GEKOZEN FRAGMENT —
▼

7.2 Afwijken van de algemene gebruiksregels     

Het Dagelijks Bestuur kan bij een omgevingsvergunning afwijken van de gebruiksregels, zoals genoemd in 6.1, wanneer strikte toepassing daarvan leidt tot een beperking van het meest doelmatige gebruik die niet door dringende redenen wordt gerechtvaardigd.

Artikel 8 Algemene afwijkingsregels     

Het Dagelijks Bestuur kan bij een omgevingsvergunning afwijken van de bepalingen van het plan teneinde:

a. in het plangebied de volgende bebouwing toe te staan:

1. gebouwen ten behoeve van nutsvoorzieningen met een maximum bouwhoogte van 6 meter en een maximum bruto vloeroppervlak van 25 m², alsmede;

2. bouwwerken, geen gebouwen zijnde, zoals gedenktekens, plastieken, reclameobjecten, vrijstaande muren, geluidwerende en windhinder beperkende voorzieningen, bruggen, duikers en andere waterbouwkundige constructies, mits hiertoe gezamenlijk niet meer dan 2% van de totale oppervlakte van het plangebied wordt aangewend;

b. geringe afwijkingen toe te staan die in het belang zijn van een ruimtelijk of technisch beter verantwoorde plaatsing van bouwwerken of welke noodzakelijk zijn in verband met de werkelijke toestand van het terrein, mits de afwijking in situering niet meer dan 2 meter bedraagt;

c. de in de regels toegestane maximale bouwhoogten met niet meer dan 1 meter te vergroten;

d. de in de regels toegestane maximale bouwhoogten, anders dan bedoeld in c, met ten hoogste 5 meter worden overschreden ten behoeve van schoorstenen, ventilatie-inrichtingen, vlaggenmasten, bouwkundige maatregelen, antennes en vergelijkbare bouwwerken voor de opwekking van duurzame energie zoals windturbines en zonnepanelen;

Hoofdstuk 4 Overgangs- en slotregels     

Artikel 9 Overgangsrecht     

9.1 Overgangsrecht bouwwerken     

  1. Een bouwwerk dat op het tijdstip van inwerkingtreding van het bestemmingsplan aanwezig of in uitvoering is, dan wel gebouwd kan worden krachtens een omgevingsvergunning voor het bouwen, en afwijkt van het plan, mag, mits deze afwijking naar aard en omvang niet wordt vergroot,
    1. gedeeltelijk worden vernieuwd of veranderd;
    2. na het teniet gaan ten gevolge van een calamiteit geheel worden vernieuwd of veranderd, mits de aanvraag van de omgevingsvergunning wordt gedaan binnen twee jaar na de dag waarop het bouwwerk is teniet gegaan.

▲

BESCHIKBARE GEGEVENS —

▼

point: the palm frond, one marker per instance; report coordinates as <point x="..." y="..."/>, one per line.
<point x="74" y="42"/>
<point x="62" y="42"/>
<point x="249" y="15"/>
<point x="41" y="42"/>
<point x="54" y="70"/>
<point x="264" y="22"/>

▲

GEBRUIK DE INFORMATIE —
- a) Kloppen de volgende beweringen volgens de planregels over afwijken en overgangsrecht? Antwoord per bewering met ja of nee en citeer letterlijk de woorden uit de tekst die de doorslag geven.
(i) Met een omgevingsvergunning mogen gebouwen voor nutsvoorzieningen maximaal 6 meter hoog worden.
(ii) Bij een geringe afwijking mag de situering tot 5 meter afwijken.
(iii) Na een calamiteit moet de aanvraag van de omgevingsvergunning binnen twee jaar worden gedaan.
- b) Schrijf het vervolg van de planregels over afwijken en overgangsrecht. Begin direct na de laatste zin.
De vermeldingen komen uit een andere bron.

VERWACHTE ANTWOORDEN —
- a)
(i) Ja: „gebouwen ten behoeve van nutsvoorzieningen met een maximum bouwhoogte van 6 meter”
(ii) Nee: „mits de afwijking in situering niet meer dan 2 meter bedraagt”
(iii) Ja: „mits de aanvraag van de omgevingsvergunning wordt gedaan binnen twee jaar na de dag waarop het bouwwerk is teniet gegaan”

- b)
  2. Het bevoegd gezag kan eenmalig ontheffing verlenen van het gestelde onder a voor het vergroten van de inhoud van een bouwwerk als bedoeld onder a met maximaal 10%.
  3. Het gestelde onder a is niet van toepassing op bouwwerken die weliswaar bestaan op het tijdstip van inwerkingtreding van het plan, maar zijn gebouwd zonder vergunning en in strijd met het daarvoor geldende plan, daaronder begrepen de overgangsbepaling van dat plan.

9.2 Overgangsrecht gebruik     

  1. Het gebruik van grond en bouwwerken dat bestond op het tijdstip van inwerkingtreding van het bestemmingsplan en hiermee in strijd is, mag worden voortgezet.
  2. Het is verboden het met het bestemmingsplan strijdige gebruik, bedoeld onder a, te veranderen of te laten veranderen in een ander met dat plan strijdig gebruik, tenzij door deze verandering de afwijking naar aard en omvang wordt verkleind.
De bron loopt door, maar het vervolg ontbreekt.